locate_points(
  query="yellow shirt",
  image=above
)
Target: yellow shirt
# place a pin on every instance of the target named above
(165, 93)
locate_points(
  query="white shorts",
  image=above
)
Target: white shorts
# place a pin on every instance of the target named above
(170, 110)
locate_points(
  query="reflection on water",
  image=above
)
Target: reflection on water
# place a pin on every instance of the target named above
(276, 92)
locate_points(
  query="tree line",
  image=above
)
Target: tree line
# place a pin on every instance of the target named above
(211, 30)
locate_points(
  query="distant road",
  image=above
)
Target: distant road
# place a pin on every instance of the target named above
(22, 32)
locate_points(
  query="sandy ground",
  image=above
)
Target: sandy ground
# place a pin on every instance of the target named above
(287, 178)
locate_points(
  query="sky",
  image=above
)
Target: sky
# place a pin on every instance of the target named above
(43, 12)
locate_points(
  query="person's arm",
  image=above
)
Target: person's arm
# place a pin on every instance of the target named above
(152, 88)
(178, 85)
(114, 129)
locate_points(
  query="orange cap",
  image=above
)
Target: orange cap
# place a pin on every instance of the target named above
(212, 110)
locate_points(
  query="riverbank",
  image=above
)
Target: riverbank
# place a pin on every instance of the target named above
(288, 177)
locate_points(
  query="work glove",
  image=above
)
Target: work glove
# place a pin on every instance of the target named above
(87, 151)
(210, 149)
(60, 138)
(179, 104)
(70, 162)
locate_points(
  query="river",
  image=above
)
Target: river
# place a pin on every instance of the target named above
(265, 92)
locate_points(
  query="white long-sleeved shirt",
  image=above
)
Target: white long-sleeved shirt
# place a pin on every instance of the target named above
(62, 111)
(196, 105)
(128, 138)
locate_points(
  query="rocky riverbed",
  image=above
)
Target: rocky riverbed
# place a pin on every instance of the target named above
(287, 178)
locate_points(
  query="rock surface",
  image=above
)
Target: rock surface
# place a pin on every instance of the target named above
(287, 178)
····················
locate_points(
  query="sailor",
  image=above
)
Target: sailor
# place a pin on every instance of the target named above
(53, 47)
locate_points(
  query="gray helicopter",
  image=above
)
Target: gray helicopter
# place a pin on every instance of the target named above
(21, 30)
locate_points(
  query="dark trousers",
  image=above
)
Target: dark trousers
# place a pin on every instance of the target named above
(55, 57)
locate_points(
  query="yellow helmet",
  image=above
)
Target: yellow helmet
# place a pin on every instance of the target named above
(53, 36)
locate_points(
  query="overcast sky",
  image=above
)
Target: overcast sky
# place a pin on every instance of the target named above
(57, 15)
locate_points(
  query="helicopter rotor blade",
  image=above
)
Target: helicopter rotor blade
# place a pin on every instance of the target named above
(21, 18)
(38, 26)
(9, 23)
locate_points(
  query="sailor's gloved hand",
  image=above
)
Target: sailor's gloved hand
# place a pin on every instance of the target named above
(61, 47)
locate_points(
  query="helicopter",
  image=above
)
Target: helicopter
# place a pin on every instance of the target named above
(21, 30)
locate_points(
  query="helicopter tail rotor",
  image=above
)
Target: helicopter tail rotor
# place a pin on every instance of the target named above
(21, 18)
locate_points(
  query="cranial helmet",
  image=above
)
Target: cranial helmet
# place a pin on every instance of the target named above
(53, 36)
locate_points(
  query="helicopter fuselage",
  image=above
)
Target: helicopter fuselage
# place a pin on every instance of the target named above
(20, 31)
····················
• Aim of the exercise
Copy every line of the data that carries the word "overcast".

• Task response
  query="overcast sky",
Target: overcast sky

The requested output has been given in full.